**Extracted text:**
☆ ☆ ☆ ☆

After the scandals involving TV Nutritionist, “Doctor” Gillian McKeith, who it turns out gained her so-called ‘qualification’ “by correspondence course from a non-accredited American college” and TV Psychologist Raj Persaud, who has admitted plagiarising other people’s work for his best selling books, you’d think the media would be more careful about which health professionals it hires to fill airtime or column inches.
You’d be wrong. The Metro – the free morning commuter’s newspaper produced by Associated Newspapers Limited – runs a health column edited by one Lisa Scott. What Ms Scott’s qualifications are – besides being able to use Google – to dispense health advice are unclear.
I was shocked to read in this morning’s edition the following piece of dangerous nonsense in an article about coconut oil (which apparently contains medium-chain triglycerides (MCTs):
On top of metabolism-boosting qualities, the MCTs also have powerful anti-microbial properties that can kill bacteria and viruses such as herpes and even HIV.
Of course, one of Ms Scott’s sources for her article is another celebrity quack, Suzi Grant, who has some qualifications in the field of immunology, having gained – according to her website– a “certificate of attendance” for a course on “Psycho-neuro-immunology” from the Bristol Cancer Help Centre.
Another was nutritionist Cheryl Wilson who considers herself “a ‘general practitioner’ of nutrition” after having gained an honours degree from the University of Westminster.
I’m sure you’d agree that these people are more than qualified to pronounce on a subject as simple and straightforward as the cure for HIV/AIDS.
Now, South African AIDS-denying president Thabo Mbeki’s lunatic Health Minister Manto Tshabalala-Msimanghas famously claimed that beetroot juice has magic curative properties. But dear old Manto is, after all, quite mad. And she’s a politician who has to well, ‘say things’.
But we’re dealing with a journalist here. For Associated Newspapers. With sources.
It doesn’t take long to trace the source of this stupidity. The article is actually to promote a company “Essence of Eden” who – surprise, surprise – are importers and wholesalers of coconut oil. It is their URL given at the end of the story. They back up their claims with a link to the “Coconut Research Center“. The first claim by the CRC for coconut’s applications in modern medicine is:
Kills viruses that cause influenza, herpes, measles, hepatitis C, SARS, AIDS, and other illnesses.
So this is the path our Lisa Scott took to “research” her article. Even so, do Associated Newspapers hire journalists with IQs so low that they can’t work out what information on the Internet is sound and what isn’t – and crucially, what information is so unsound and potentially dangerous that an expert medical opinion might be called for before publishing as fact?
Let me put this another way. Is The Metro fucking insane publishing a claim which will be interpreted as “coconut oil cures AIDS”?
The entire claim is based on some research conducted in The Philippines about a decade ago, but which went nowhere.

☆ ☆ ☆ ☆

**What you need to do:**
Could you copy out, word for word, everything in the post about the coconut oil health column from "It doesn’t take" down to "publishing as fact?"?

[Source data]
☆ ☆ ☆ ☆

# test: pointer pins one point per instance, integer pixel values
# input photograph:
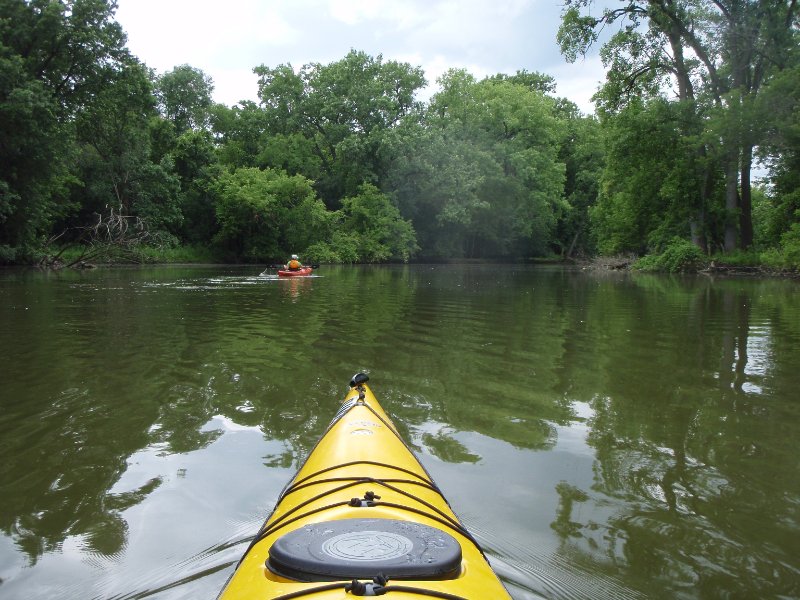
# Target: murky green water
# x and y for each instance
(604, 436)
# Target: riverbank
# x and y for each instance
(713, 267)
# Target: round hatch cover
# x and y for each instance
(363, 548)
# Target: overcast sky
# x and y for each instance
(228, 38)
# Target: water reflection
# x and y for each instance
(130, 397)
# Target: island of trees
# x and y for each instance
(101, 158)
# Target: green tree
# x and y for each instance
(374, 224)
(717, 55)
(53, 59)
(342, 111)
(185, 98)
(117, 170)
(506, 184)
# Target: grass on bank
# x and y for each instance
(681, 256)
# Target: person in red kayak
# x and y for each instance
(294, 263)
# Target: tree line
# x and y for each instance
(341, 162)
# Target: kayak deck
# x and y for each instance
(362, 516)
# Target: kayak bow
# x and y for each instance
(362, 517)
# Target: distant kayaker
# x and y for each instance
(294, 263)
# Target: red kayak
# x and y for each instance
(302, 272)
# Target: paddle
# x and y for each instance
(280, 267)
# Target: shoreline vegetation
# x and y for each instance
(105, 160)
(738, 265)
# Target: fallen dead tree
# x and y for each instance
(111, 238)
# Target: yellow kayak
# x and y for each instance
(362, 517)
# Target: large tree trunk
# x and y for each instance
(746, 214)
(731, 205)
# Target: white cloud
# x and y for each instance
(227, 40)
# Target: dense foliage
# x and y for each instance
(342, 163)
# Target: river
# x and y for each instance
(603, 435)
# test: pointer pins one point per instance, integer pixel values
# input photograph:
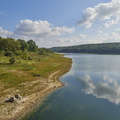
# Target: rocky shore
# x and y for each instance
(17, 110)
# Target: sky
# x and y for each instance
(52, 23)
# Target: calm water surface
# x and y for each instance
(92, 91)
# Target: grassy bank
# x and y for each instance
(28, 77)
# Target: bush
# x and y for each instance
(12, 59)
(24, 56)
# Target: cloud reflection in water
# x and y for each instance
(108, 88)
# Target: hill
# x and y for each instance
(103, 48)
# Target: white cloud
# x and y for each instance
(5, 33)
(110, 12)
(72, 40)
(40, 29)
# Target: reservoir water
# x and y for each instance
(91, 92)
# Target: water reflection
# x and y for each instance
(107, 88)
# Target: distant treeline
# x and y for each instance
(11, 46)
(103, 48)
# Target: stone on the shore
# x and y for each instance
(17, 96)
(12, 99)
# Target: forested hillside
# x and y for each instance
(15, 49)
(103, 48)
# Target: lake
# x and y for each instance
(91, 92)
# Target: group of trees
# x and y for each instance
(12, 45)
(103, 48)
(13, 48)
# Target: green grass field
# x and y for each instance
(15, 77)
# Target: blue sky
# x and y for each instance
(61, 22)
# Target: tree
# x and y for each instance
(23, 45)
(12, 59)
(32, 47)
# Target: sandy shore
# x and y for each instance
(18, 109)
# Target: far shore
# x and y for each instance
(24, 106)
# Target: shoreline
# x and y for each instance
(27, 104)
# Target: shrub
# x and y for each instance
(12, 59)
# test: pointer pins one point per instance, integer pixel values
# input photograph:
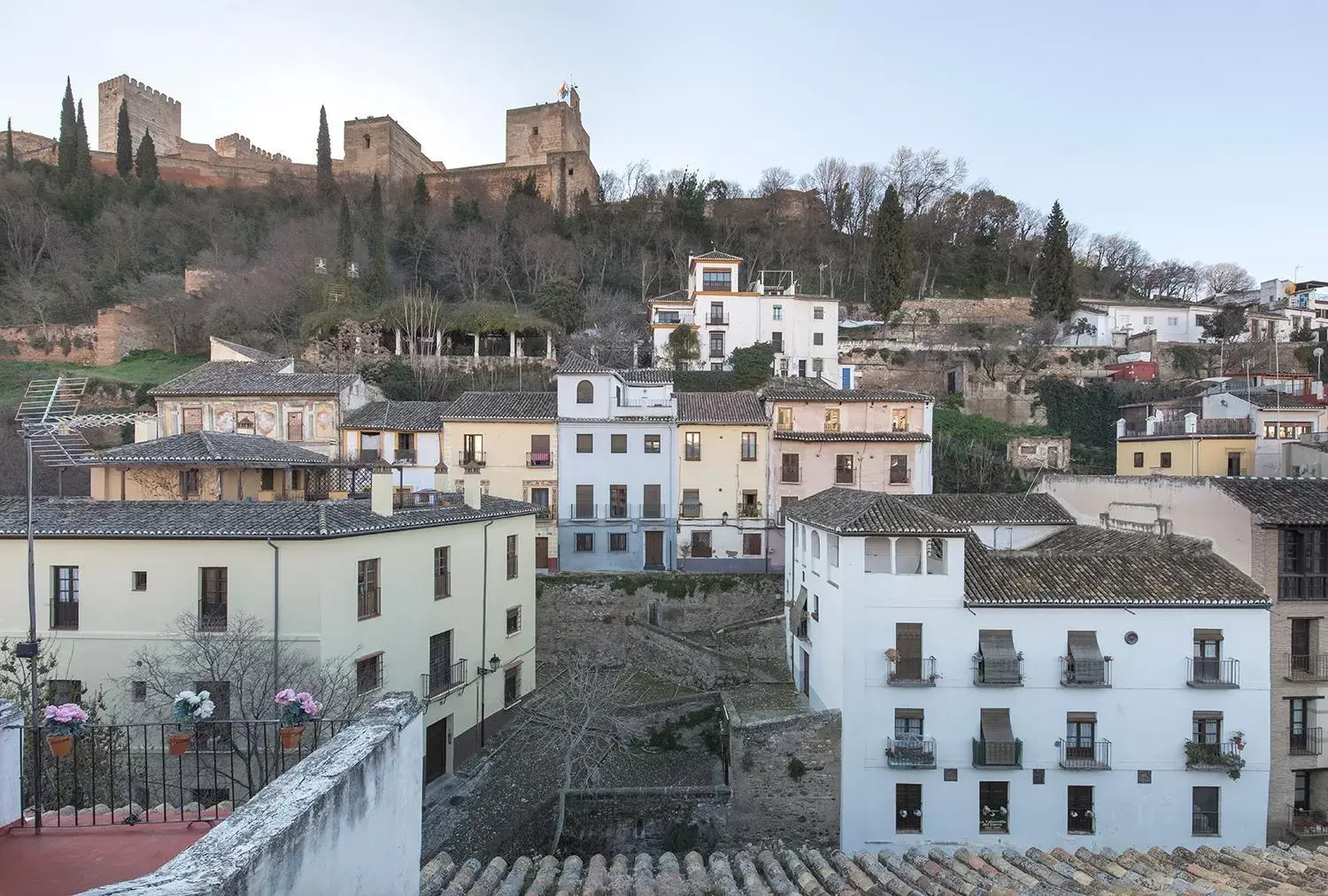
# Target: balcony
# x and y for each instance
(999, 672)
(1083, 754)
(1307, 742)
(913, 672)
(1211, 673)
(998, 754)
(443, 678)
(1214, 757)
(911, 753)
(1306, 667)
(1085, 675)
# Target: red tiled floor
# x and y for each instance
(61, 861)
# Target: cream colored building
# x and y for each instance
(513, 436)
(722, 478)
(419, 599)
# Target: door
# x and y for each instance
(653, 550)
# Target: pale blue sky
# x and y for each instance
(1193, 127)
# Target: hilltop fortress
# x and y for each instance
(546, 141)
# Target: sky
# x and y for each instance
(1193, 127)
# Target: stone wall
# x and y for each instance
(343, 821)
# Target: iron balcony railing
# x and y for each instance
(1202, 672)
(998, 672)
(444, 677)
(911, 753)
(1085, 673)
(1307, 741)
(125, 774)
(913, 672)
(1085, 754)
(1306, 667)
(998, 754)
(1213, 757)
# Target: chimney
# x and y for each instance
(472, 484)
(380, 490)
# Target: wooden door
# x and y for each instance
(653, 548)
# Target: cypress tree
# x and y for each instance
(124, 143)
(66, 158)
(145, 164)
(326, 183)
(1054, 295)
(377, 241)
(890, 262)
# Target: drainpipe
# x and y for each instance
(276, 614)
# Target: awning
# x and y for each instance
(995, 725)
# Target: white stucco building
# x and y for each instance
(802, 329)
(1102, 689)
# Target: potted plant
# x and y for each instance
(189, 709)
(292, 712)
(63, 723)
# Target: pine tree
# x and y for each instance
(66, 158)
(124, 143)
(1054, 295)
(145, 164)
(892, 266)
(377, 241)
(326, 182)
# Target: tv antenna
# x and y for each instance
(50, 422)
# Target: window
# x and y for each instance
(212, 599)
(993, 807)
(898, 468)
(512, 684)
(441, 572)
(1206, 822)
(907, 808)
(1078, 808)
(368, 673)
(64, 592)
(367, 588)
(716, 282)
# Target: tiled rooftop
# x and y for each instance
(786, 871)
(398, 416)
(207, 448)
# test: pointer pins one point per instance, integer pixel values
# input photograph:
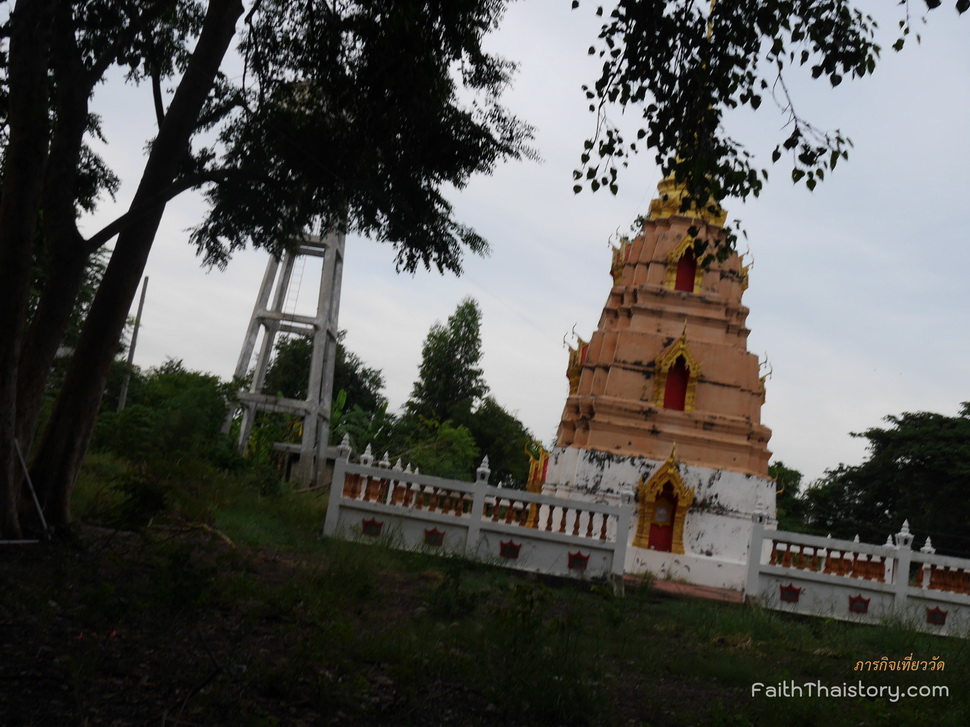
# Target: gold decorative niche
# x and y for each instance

☆ ☆ ☆ ☆

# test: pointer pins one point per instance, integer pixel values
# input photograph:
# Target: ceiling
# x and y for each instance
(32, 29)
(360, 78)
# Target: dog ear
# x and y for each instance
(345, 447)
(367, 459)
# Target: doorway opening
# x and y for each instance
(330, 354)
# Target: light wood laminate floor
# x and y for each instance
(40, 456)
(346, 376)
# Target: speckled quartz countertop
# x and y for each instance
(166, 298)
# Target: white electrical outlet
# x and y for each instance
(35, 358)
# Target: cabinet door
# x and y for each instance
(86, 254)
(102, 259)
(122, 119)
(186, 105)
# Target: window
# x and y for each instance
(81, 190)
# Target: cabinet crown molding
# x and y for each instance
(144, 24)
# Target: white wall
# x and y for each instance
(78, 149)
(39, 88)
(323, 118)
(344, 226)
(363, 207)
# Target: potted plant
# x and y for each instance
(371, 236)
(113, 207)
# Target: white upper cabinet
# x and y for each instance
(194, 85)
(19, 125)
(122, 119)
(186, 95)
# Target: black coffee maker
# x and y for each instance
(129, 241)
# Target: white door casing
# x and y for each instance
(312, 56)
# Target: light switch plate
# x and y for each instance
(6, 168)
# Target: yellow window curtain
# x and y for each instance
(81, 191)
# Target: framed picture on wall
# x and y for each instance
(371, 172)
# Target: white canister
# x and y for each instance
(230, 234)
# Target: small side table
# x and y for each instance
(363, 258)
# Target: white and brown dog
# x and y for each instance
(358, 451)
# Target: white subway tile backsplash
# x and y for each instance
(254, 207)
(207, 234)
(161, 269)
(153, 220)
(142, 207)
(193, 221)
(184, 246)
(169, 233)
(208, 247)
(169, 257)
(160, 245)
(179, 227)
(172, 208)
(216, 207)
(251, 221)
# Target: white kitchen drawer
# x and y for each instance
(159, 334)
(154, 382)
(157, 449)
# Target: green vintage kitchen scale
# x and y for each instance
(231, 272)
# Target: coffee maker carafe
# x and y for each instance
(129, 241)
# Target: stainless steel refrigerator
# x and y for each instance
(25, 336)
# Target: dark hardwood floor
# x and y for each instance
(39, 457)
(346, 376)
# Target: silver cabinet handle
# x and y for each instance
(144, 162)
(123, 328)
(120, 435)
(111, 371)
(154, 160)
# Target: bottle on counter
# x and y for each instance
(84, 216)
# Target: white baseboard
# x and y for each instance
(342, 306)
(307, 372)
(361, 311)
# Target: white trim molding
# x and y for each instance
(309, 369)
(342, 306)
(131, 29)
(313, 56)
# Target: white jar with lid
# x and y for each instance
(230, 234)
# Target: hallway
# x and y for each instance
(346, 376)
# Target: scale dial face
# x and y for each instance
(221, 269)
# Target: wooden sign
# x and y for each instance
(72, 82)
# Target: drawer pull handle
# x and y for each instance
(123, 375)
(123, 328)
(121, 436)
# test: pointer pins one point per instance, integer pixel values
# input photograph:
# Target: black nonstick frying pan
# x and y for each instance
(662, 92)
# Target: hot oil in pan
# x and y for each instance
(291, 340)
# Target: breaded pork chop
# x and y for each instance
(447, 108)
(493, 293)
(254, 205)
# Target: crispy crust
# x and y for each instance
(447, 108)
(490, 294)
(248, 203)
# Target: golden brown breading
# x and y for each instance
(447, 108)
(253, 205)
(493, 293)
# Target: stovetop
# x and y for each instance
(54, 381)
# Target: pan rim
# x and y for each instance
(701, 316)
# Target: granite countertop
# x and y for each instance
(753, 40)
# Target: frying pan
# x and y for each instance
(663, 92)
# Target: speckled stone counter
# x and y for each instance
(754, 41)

☆ ☆ ☆ ☆

**Exercise response:**
It doesn’t take long to trace the source of this stupidity. The article is actually to promote a company “Essence of Eden” who – surprise, surprise – are importers and wholesalers of coconut oil. It is their URL given at the end of the story. They back up their claims with a link to the “Coconut Research Center“. The first claim by the CRC for coconut’s applications in modern medicine is:
Kills viruses that cause influenza, herpes, measles, hepatitis C, SARS, AIDS, and other illnesses.
So this is the path our Lisa Scott took to “research” her article. Even so, do Associated Newspapers hire journalists with IQs so low that they can’t work out what information on the Internet is sound and what isn’t – and crucially, what information is so unsound and potentially dangerous that an expert medical opinion might be called for before publishing as fact?